*Problem to work on*. List every city named in the passage about Stevens's "Le Monocle" below.

[start of Document text]

Pound and Eliot were covering similar ground at the time, and even Williams had flirted with it. It was an attitude lauded among the decadents of the Yellow Nineties, but carried now on the fetid winds of the Great War and Dada, and Stevens had breathed in its air, basking in that sachet-scented wasteland as well. Whatever Elsie had meant to him in his loneliness in New York in those early years lay buried now in the same dark earth of Reading, along with memories of his parents. “Mother of heaven,” “Le Monocle” begins, invoking Mary in a parody of the Catholic litany. Or is this Stevens’s version of the Perfect Woman, this “regina of the clouds,” this “sceptre of the sun” and “crown of the moon”? In any case this much he knows: that he has perfected a language with which to mock his own failed attempt to turn his golden girl from Reading into the Perfect Woman.
But does he mock her, or merely himself in such magnificent measures? Once she was his Venus rising full-blown from the sea, born of an imagination gone amuck, and now the unforgiving “sea of spuming thought” mocks him with “the radiant bubble that she was.” Bleak reality returns things to what they are: “A deep up-pouring from some saltier well / Within me, bursts its watery syllable.” A young man of fortune at last meets a man of forty. Yes, it is spring again, a time when birds build their nests and sing, to remind him that his own springtime is gone now, irretrievably, “past meridian,” and that these spring “choirs of welcome” choir for him only farewells.
Consider those Japanese beauties brought to life in the prints of Utamaro in the eighteenth century, which influenced so many of the French impressionists. Consider the sensuous nuances the Japanese artist caught in the “all-speaking braids” of those ladies. Consider too “the mountainous coiffures of Bath,” those London ladies of the Enlightenment on holiday with their luscious locks. Have “all those barbers lived in vain / That not one curl in nature has survived?” And why is it, he asks the woman with him in their bedroom, that “without pity on these studious ghosts / . . . you come dripping in your hair from sleep?”

[end of Document text]
[start of Data extract]

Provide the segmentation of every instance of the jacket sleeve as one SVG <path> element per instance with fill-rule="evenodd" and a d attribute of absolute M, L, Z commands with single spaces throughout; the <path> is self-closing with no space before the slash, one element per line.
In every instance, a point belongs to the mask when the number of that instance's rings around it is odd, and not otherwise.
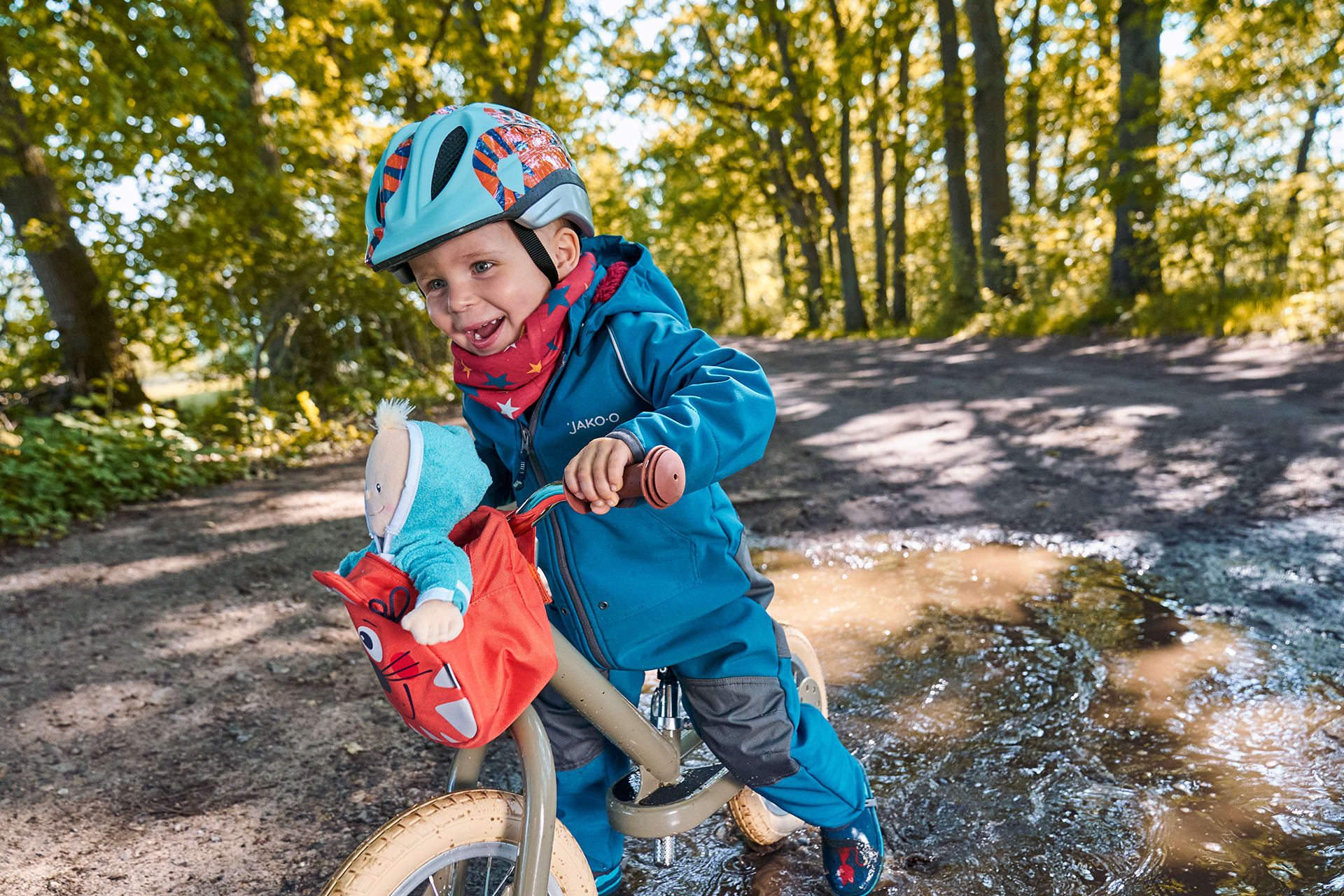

[end of Data extract]

*Output of the task*. New York, Reading, Bath, London